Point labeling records

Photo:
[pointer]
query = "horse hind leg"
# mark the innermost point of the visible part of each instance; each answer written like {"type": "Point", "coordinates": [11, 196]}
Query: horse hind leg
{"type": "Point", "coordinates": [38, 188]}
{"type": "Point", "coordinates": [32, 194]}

■ **Problem requirements**
Reproduce the records with "horse" renamed to "pony" wherever it occurs, leaving everything else unchanged.

■ **Response to this task**
Photo:
[pointer]
query = "pony hind leg"
# mark the innermost point of the visible part of each instance; each answer written like {"type": "Point", "coordinates": [11, 196]}
Query: pony hind leg
{"type": "Point", "coordinates": [38, 188]}
{"type": "Point", "coordinates": [32, 194]}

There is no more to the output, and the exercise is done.